After $30K, the max LT cap gain value shrinks as needed to ensure the taxable SSI stays at the standard deduction value, which means the maximum total taxable income also shrinks. But your SSI is also increasing to quite sizable amounts, so you are likely to be just fine from a cash flow perspective. And this way you ensure no taxes are paid on your SSI.
There is one interesting additional bend point between $0K and $30K though: shortly before $10K SSI, the slopes of both the taxable SSI and maximum non-SSI standard income become significantly less steep. What’s the deal with that?
Turns out that is the point when Taxable SSI shifts from 85% of the SSI value (you can see the slope is pretty close to 0.85 for Taxable SSI prior to that point, and -0.85 for non-SSI) to values less than 85% as dictated by the taxable SSI algorithm. Prior to this point, the SSI value is small enough versus non-SSI and LT cap gains that the taxable SSI is 85% of SSI, but after that point, a different branch of the taxable SSI algorithm is employed (taxable SSI = taxable portion in the 50% bracket + taxable portion in the 85% bracket).
Filing Status: Married Filing Jointly
Next up, let’s look at the same plot for the Married Filing Jointly status. Though I’ve increased the plot x axis from $50K of SSI to $100K of SSI, due to the larger maximum SSI possible for a married couple.
You can see how the taxable SSI line (red) has the same slope until it hits the “married filing jointly” standard deduction of $25900, indicating that it equals 85% of SSI until that point (around $30K SSI). And just as in the previous plot, the maximum non-SSI standard income (blue) does the opposite of the taxable SSI, leveling out at $0, and the max LT cap gain value (green) remains constant.
When the taxable SSI reaches the standard deduction level around SSI = $30K, there is a large instant jump down in the max LT cap gains. What’s the deal with that?
In general, I’m always suspicious of large instant jumps like this (very often it’s a bug in the algorithm or implementation), but in this case I believe it’s legit: because the taxable SSI did not exit the “85% of SSI” region mentioned above prior to this point, the max LT cap gains have to jump quite a ways down for the taxable SSI to depart that “85% of SSI” region. Otherwise it won’t be possible to keep the taxable SSI at the standard deduction level by lowering the max LT cap gains – it will simply remain 85% of SSI. But from that point on, a simple linear reduction in the LT cap gains is enough to keep the taxable SSI at the standard deduction value.
Now that we’ve waded through the algorithm and some pretty plots, let’s show how this method can save you $$$. And remember that this method is used within the TPM method, so you automatically get these benefits if you employ that method.
Also note that I’ve not accounted for taxes that might result from required minimum distributions (RMDs) that start at age 72 – future post.
Paul and Paula: Retired and Single
Paul and Paula are single retired people that are now both receiving $20K a year in social security income (SSI).
Paul doesn’t know anything about how his SSI is taxed, and he’s not too concerned about it either. He did read somewhere that it’s a good idea to max out your standard deduction ($12950 for 2022) with retirement account withdrawals, and to sell enough shares in his brokerage account such that his cap gains (including any qualified dividends he has) plus retirement account withdrawals add up to the top of the 0% tax bracket for single filers ($41675 for 2022 – which means $28725 LT cap gains). But he doesn’t think about how his SSI is taxed at all.
As a result, $17K of Paul’s $20K SSI is taxable, and he will owe $1834.50 in federal income taxes.

Written exercise |
Please continue the passage on how Social Security income is taxed, starting after its final sentence. The records were taken from a separate source.

[Records of labeled points]
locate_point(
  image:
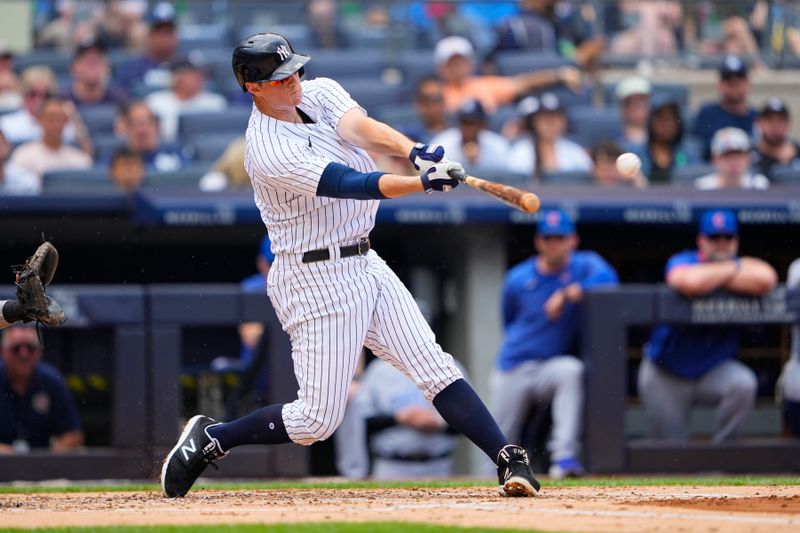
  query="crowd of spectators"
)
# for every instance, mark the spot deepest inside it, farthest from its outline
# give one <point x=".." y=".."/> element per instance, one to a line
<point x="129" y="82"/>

---

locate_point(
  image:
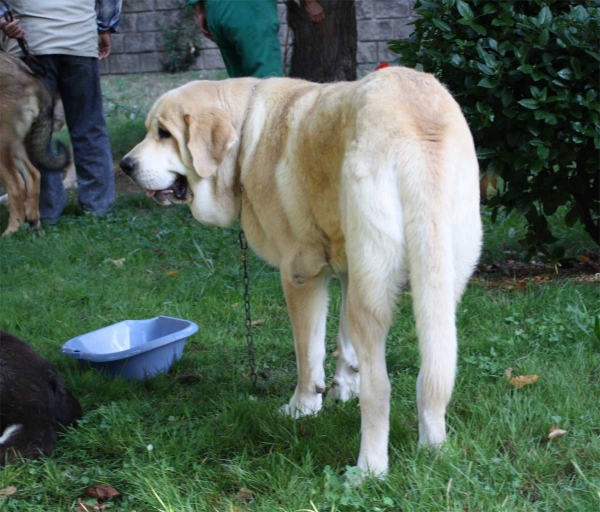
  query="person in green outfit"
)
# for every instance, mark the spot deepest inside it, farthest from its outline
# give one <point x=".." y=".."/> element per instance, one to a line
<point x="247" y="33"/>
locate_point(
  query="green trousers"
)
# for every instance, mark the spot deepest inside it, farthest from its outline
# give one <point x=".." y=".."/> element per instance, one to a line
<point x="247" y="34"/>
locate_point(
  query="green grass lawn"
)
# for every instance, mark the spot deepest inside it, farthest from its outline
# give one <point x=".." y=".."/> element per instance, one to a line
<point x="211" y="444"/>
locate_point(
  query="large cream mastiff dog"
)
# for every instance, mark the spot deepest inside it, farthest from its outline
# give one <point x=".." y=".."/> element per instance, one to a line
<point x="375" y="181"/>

Answer to the task |
Paula is a bit smarter and employs the targeting income approach we’ve discussed. As a result, her taxable SSI is $10553.38, she pulls $2396.62 from her retirement account (instead of $12950 like Paul), her LT cap gains (including qualified dividends) are $28725 (same as Paul), and her federal income tax bill is $0.
She then buys a very fancy bottle of champagne for $1834.50 to celebrate – and it’s the best champagne she’s ever had.
See the diagram at the top of the post for a graphical version of this example.
Hanah and Harry: Retired and Married
Hanah and Harry are both married (not to each other) and retired, and each couple pulls in $40K a year in SSI.
Hanah and her partner are like Paul above: they don’t know anything about how SSI is taxed, and they believe it’s probably not that important. Again like Paul, they did hear it’s a good idea to max out their standard deduction ($25900 in 2022) with retirement account withdrawals, and to max out their 0% LT cap gains bracket ($83350 in 2022 – which means $57450 LT cap gains) by selling shares in their taxable brokerage account.
The result: $34K of their $40K SSI is taxable, and they will pay $3669 in federal income taxes.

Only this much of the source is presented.